▸ Work instructions:
a: Echo the portion of the excerpt on Center Directors that begins at the words "There was no" and ends after the words "good at that.".
b: In the stored records, rewrite the lines from the one containing "dry grass blade -> outline each instance" through the one containing "M345 423L345 417L320", inclusive, replacing "instance" with "occurrence" and changing nothing else. Return only those lines, and omit the pictures.

Start of Source excerpt

People keep thinking, “Well, Center Directors, they get all
the glory. They get to meet all the dignitaries. When Prince Charles
comes, you’re going to tour him around, and when the President
shows up, you’re going to take him around and present him with
an astronaut flight suit. This has got to be a really neat job.”
The more you work closely with those guys on a day-to-day basis, and
particularly in the last ten years, as the Director, when my office
was on the other end of the hall from the Center Director, and I wore
a lot of carpeting out going back and forth there and see what goes
on in their lives day to day, you realize what a really tough, tough
job that is, and the challenges, and the amount of sacrifice they
… [make] to do those jobs.
So, they were all special in so many ways. But, clearly, Chris Kraft
has to stand out among those as a giant. He is a leader in the finest
sense of the word, maybe because I encountered him at an early and
impressionable age. But Chris wasn’t all that much older. He’s
probably fifteen years older, fifteen, twenty years older. But he
always set an incredible example as a leader and being real clear
about what needed to be done and being willing to tackle any job and
being very good about using all of his people to get that job done.
When he walked into a room, you knew he was the leader in charge.
There was no question about that.
To watch him listen to somebody, talk to you about a problem or something
like that, he’s a very quick study and had probably one of the
best BS detectors I’ve ever seen. I went to an awful lot of
meetings with him, where if anybody tried to blow smoke at him, Chris
knew that in heartbeat and would zero in on you with those laser-like
eyes and would take that apart and get down to what really needed
to be done. He was really, really good at that.

End of Source excerpt
Start of Data entries

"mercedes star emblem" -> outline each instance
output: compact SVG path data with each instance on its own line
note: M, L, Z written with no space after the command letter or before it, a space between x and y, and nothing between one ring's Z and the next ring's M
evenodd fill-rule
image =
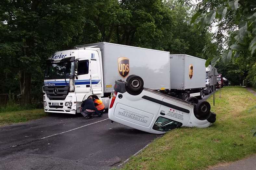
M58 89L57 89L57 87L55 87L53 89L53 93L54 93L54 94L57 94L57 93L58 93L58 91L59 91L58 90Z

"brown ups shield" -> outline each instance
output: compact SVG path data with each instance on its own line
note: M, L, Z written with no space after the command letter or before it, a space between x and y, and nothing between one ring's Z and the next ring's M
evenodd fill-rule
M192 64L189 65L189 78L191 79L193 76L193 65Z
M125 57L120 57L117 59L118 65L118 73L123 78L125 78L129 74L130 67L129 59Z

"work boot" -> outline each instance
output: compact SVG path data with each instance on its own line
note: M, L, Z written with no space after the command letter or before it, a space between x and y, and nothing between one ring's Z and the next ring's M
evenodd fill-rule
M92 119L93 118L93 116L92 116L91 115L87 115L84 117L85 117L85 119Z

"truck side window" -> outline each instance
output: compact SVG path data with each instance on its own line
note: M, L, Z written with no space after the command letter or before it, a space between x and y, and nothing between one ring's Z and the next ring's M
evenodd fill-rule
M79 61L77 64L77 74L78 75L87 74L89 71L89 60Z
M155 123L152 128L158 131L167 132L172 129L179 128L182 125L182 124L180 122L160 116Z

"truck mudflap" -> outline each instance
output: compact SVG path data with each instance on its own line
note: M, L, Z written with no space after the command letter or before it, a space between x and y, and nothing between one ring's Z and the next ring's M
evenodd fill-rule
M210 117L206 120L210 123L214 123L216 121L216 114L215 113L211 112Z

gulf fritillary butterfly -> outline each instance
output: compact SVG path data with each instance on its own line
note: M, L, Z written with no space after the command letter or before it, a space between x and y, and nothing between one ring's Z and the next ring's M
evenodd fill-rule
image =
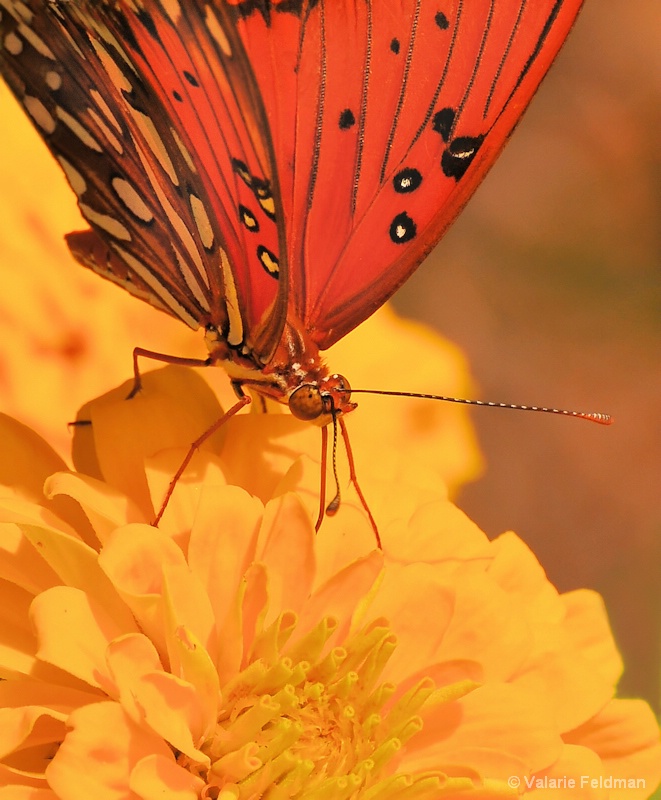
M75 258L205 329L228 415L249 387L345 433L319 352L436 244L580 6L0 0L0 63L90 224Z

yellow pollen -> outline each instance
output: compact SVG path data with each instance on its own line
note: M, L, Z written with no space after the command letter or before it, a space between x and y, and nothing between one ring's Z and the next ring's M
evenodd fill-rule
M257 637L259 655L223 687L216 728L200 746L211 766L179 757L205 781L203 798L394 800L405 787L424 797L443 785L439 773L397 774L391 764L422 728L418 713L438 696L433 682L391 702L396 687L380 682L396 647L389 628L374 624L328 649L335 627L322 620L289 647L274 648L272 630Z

End of Data entries
Start of Data entries

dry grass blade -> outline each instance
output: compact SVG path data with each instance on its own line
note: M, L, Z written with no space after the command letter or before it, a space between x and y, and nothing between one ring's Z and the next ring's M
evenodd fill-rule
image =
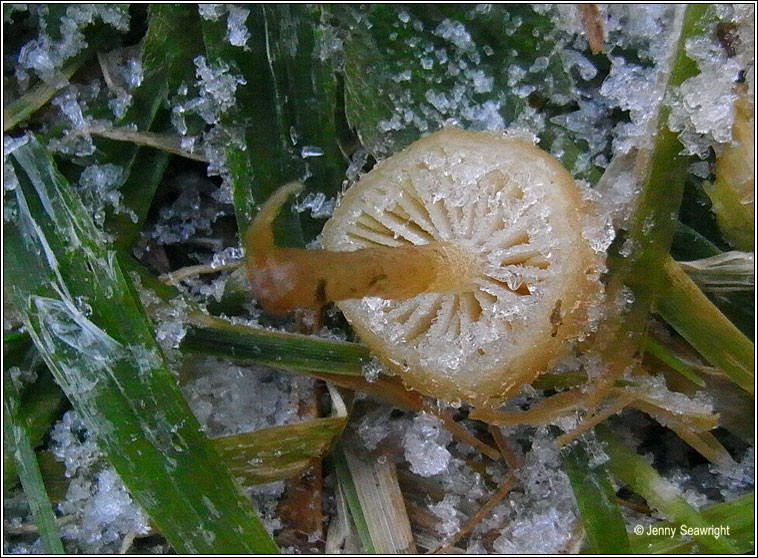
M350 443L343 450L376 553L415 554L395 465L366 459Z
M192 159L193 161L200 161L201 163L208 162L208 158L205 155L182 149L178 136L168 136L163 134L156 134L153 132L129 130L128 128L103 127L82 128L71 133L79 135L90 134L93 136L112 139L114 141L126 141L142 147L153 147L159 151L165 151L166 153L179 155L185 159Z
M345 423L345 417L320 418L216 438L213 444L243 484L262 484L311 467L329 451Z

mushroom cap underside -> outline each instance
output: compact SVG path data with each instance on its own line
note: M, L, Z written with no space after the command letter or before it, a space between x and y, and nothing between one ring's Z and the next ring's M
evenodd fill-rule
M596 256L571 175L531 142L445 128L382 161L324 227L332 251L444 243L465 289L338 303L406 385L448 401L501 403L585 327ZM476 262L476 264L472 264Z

End of Data entries
Start of Data entries

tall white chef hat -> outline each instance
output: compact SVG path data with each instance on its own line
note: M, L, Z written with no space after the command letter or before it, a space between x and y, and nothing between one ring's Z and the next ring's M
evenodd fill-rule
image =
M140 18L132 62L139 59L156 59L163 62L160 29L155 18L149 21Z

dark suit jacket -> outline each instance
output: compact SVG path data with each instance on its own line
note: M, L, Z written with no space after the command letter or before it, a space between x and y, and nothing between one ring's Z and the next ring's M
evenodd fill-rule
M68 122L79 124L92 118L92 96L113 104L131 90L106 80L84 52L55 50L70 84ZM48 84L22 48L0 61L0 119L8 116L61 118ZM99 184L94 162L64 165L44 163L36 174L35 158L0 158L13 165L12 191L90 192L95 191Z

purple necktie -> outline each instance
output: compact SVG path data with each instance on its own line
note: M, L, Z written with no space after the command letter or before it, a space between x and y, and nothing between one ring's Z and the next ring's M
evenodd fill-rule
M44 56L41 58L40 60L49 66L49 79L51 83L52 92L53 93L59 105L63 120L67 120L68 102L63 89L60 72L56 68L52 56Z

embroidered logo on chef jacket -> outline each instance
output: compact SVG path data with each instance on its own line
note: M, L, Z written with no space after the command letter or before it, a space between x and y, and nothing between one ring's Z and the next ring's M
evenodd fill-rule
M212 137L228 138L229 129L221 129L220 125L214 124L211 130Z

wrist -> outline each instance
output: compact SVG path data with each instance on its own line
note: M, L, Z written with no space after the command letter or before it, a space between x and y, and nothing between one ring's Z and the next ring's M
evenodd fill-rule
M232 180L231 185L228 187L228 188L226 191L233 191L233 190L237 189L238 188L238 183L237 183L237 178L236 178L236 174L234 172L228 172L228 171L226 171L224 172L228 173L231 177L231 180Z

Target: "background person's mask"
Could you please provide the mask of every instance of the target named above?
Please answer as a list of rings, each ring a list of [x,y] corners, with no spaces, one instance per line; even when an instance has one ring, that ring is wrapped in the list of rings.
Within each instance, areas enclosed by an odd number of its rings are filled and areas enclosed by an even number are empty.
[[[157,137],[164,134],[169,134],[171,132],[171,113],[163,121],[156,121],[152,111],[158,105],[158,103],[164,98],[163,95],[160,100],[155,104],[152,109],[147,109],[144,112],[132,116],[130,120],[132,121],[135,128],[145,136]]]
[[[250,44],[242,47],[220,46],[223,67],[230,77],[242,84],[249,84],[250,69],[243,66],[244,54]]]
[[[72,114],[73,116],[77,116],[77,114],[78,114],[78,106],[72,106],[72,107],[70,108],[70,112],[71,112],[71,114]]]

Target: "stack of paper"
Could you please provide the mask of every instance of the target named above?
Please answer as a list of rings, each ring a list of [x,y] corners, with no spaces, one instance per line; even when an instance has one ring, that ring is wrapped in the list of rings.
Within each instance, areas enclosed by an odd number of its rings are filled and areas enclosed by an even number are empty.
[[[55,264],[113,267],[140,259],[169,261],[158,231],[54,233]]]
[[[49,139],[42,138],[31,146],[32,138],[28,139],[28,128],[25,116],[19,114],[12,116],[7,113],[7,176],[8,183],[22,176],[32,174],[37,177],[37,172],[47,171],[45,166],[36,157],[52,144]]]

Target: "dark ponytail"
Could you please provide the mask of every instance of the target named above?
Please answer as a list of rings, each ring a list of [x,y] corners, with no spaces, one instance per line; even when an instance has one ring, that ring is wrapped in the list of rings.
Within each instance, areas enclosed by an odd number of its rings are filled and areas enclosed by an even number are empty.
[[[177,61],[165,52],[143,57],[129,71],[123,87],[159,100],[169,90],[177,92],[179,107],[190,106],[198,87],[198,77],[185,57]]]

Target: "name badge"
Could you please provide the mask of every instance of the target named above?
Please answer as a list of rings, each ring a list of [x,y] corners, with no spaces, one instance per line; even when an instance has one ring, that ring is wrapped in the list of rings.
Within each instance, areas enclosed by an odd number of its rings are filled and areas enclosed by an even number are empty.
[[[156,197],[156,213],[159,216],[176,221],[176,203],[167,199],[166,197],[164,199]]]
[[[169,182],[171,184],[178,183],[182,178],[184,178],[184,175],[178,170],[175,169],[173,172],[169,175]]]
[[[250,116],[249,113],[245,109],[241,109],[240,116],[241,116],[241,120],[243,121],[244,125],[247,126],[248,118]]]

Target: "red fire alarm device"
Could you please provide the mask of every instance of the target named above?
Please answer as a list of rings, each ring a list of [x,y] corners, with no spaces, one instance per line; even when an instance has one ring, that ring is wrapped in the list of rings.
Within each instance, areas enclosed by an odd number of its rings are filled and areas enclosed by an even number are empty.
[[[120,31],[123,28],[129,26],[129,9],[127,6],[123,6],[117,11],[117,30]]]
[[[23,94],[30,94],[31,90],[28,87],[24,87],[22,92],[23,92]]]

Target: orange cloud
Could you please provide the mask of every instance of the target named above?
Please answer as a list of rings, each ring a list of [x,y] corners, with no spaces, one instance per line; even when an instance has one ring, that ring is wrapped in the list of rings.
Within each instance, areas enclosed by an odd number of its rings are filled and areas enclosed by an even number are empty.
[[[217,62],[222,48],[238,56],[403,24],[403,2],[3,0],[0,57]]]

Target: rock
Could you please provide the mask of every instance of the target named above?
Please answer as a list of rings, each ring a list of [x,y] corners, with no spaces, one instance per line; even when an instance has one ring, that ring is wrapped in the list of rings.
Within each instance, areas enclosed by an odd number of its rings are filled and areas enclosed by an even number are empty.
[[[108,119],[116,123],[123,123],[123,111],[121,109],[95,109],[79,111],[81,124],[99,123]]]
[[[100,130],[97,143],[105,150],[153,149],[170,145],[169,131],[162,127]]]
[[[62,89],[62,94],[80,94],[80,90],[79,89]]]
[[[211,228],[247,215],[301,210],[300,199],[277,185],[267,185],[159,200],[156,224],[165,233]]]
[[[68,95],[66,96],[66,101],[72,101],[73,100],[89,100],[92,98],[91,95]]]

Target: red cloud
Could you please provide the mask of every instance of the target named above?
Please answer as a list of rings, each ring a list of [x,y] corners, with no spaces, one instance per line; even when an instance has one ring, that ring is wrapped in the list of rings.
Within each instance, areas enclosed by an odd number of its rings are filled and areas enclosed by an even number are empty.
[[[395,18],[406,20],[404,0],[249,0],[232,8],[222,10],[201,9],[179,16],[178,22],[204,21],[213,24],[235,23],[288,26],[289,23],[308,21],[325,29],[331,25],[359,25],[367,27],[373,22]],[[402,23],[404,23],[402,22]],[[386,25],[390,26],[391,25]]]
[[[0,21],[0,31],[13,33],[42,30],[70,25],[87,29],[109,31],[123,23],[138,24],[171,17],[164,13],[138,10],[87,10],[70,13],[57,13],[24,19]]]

End of Data entries

▸ Expected results:
a:
There was no question about that.
To watch him listen to somebody, talk to you about a problem or something
like that, he’s a very quick study and had probably one of the
best BS detectors I’ve ever seen. I went to an awful lot of
meetings with him, where if anybody tried to blow smoke at him, Chris
knew that in heartbeat and would zero in on you with those laser-like
eyes and would take that apart and get down to what really needed
to be done. He was really, really good at that.

b:
dry grass blade -> outline each occurrence
output: compact SVG path data with each occurrence on its own line
note: M, L, Z written with no space after the command letter or before it, a space between x and y, and nothing between one ring's Z and the next ring's M
evenodd fill-rule
image =
M350 443L343 450L376 553L415 554L395 465L366 459Z
M192 159L193 161L200 161L201 163L208 162L208 158L205 155L182 149L178 136L168 136L163 134L156 134L153 132L129 130L128 128L103 127L82 128L71 133L79 135L90 134L93 136L112 139L114 141L126 141L142 147L153 147L159 151L165 151L166 153L179 155L185 159Z
M345 423L345 417L320 418L216 438L213 444L243 484L262 484L311 467L329 451Z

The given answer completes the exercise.